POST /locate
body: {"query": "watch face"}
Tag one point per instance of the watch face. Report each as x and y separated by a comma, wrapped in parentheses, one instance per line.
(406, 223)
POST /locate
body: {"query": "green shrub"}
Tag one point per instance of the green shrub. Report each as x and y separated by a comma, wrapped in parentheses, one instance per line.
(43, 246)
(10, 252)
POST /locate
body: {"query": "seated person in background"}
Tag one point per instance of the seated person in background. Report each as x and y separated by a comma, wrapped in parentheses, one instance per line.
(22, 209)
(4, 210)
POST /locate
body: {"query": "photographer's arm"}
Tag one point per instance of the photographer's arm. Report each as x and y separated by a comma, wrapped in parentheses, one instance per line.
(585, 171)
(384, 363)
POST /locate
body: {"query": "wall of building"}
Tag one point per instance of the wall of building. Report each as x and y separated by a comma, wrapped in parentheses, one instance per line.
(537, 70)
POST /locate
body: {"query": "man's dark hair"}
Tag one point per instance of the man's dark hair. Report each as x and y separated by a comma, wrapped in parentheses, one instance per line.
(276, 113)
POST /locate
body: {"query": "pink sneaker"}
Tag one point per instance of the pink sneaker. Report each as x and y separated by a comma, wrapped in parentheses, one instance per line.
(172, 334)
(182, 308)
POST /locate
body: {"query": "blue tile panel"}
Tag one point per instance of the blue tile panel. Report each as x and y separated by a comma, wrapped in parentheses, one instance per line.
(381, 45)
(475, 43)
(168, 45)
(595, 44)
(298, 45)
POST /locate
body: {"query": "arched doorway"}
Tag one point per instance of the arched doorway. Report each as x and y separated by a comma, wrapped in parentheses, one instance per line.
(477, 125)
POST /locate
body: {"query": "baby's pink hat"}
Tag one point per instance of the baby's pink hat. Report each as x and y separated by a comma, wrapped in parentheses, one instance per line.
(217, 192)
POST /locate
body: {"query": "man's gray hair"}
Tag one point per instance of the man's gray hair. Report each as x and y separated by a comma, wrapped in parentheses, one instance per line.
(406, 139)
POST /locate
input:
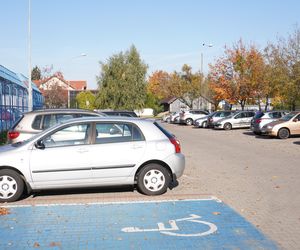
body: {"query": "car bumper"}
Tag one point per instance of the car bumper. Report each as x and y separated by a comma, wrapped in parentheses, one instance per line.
(177, 164)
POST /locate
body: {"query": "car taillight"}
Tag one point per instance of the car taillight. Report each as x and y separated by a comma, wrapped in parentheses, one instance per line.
(13, 134)
(176, 144)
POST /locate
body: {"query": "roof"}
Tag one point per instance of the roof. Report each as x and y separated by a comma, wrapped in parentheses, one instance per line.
(78, 85)
(15, 78)
(74, 84)
(9, 75)
(168, 100)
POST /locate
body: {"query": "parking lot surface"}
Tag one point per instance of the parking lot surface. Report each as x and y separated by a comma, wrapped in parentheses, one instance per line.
(258, 177)
(185, 224)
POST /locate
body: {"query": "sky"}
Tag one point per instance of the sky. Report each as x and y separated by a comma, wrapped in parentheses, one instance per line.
(167, 33)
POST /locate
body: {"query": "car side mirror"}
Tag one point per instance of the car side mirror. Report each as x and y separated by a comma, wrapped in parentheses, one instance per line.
(114, 131)
(39, 144)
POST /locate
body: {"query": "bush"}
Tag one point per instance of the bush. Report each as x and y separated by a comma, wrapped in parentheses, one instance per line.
(3, 137)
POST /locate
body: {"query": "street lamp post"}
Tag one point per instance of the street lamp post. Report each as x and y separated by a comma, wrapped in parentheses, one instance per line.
(204, 45)
(29, 59)
(69, 99)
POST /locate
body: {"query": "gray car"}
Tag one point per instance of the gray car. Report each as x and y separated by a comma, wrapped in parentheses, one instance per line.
(240, 119)
(90, 152)
(262, 118)
(34, 122)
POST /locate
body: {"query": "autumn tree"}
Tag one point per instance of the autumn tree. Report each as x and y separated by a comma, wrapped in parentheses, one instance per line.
(122, 82)
(238, 76)
(187, 85)
(86, 100)
(159, 84)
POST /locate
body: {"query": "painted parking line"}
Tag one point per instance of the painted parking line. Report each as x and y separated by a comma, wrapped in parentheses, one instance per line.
(176, 224)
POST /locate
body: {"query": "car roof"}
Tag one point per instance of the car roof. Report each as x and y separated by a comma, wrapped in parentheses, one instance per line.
(57, 111)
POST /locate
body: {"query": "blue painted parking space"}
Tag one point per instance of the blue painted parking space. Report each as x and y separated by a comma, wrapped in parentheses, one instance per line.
(181, 224)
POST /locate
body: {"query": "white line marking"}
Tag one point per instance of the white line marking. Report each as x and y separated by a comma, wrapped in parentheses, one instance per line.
(212, 198)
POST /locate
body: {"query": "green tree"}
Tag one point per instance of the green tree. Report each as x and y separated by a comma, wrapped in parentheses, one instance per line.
(36, 73)
(153, 102)
(86, 100)
(122, 82)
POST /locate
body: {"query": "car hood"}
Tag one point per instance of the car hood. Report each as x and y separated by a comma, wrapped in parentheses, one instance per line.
(223, 119)
(7, 148)
(273, 123)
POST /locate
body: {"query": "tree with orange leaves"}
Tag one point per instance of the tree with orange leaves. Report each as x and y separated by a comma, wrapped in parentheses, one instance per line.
(238, 77)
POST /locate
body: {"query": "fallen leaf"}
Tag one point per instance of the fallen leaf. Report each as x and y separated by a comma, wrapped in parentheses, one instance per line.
(4, 211)
(36, 245)
(55, 244)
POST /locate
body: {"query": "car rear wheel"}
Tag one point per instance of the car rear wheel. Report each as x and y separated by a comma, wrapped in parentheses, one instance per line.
(283, 133)
(11, 185)
(189, 121)
(227, 126)
(153, 179)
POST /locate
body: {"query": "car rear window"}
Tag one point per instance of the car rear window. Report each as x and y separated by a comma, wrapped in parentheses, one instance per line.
(162, 129)
(37, 122)
(17, 122)
(259, 115)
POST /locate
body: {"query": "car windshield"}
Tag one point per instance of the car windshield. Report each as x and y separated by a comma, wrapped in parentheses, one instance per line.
(288, 117)
(21, 143)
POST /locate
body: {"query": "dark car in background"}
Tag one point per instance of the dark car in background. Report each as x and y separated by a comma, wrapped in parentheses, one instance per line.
(262, 118)
(218, 115)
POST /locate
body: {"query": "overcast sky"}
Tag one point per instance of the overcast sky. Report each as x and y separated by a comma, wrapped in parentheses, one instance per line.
(167, 33)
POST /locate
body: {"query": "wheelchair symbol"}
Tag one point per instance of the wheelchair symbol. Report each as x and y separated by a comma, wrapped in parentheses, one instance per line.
(212, 228)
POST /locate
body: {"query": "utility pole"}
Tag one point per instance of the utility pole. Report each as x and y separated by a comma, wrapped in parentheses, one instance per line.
(29, 59)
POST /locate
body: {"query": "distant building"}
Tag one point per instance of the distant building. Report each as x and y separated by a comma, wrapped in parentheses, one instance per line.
(14, 97)
(71, 88)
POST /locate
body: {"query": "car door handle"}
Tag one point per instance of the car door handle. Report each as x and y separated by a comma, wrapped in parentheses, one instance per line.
(82, 150)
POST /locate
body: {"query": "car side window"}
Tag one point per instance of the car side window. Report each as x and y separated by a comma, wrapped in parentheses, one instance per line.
(68, 136)
(37, 122)
(240, 115)
(49, 121)
(117, 132)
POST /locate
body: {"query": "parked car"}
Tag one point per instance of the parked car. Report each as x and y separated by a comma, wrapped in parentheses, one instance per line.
(188, 117)
(202, 122)
(174, 118)
(284, 127)
(90, 152)
(167, 117)
(36, 121)
(218, 115)
(125, 113)
(240, 119)
(262, 118)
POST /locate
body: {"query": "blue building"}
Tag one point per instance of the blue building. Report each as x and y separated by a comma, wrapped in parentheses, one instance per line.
(14, 97)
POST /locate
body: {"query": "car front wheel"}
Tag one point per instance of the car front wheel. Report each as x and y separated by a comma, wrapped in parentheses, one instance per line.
(189, 121)
(153, 179)
(11, 185)
(227, 126)
(283, 133)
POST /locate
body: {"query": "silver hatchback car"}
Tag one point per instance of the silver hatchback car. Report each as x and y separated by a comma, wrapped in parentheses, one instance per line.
(34, 122)
(92, 151)
(240, 119)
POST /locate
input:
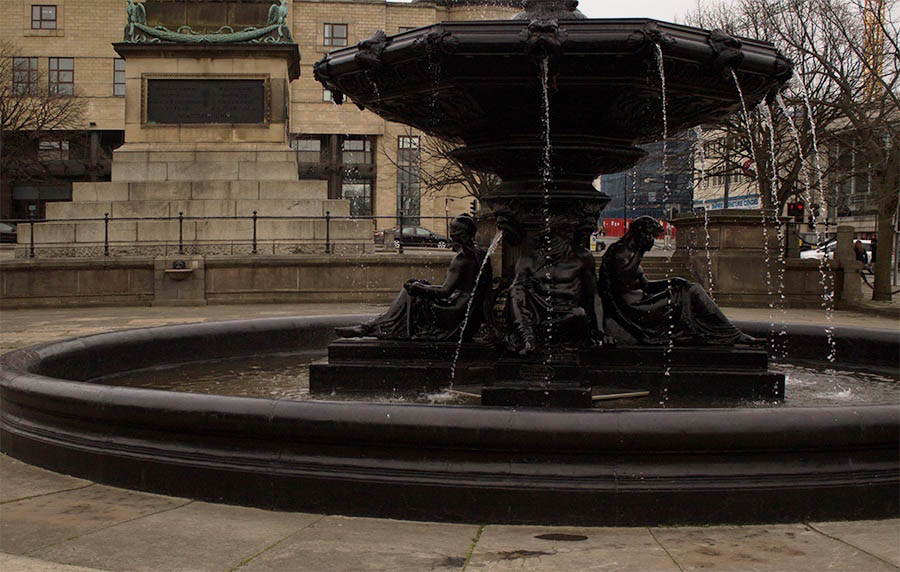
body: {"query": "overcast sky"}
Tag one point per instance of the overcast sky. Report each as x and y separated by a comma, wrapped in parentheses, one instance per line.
(668, 10)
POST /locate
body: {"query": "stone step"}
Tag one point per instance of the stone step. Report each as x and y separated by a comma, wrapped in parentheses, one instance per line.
(198, 208)
(199, 190)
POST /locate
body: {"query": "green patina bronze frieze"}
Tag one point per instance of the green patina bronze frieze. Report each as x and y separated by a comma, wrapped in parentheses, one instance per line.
(275, 31)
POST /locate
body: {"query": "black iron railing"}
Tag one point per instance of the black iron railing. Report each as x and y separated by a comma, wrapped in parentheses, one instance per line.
(399, 239)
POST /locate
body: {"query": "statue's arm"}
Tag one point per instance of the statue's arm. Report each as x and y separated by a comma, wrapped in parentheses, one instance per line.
(452, 281)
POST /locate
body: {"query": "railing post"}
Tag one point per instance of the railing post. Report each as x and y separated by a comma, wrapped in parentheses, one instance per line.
(254, 251)
(31, 235)
(327, 232)
(105, 234)
(399, 238)
(180, 233)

*ACTIVITY:* Repeat exactly the lines above from the line that contains "Tag one point per instance of the black" through the end. Include both of these ends; leave out everything else.

*WRITTEN RESPONSE:*
Tag one point per instance of the black iron railing. Report each as x and y separated by a comma, wrapped in parentheses, one instance per line.
(399, 239)
POST /locate
body: {"query": "statue's arm"}
Tag one point per instance of the statue's arm. Report each as x and y separated by a comma, wrapped in parentheses, one instance per line.
(452, 281)
POST /locate
body: {"query": "railing post"}
Tag one point per instance of the railing post. Report each as x and y separated by a comma, wrapped in parentheses, one instance per line.
(254, 251)
(31, 235)
(327, 232)
(105, 234)
(399, 238)
(180, 233)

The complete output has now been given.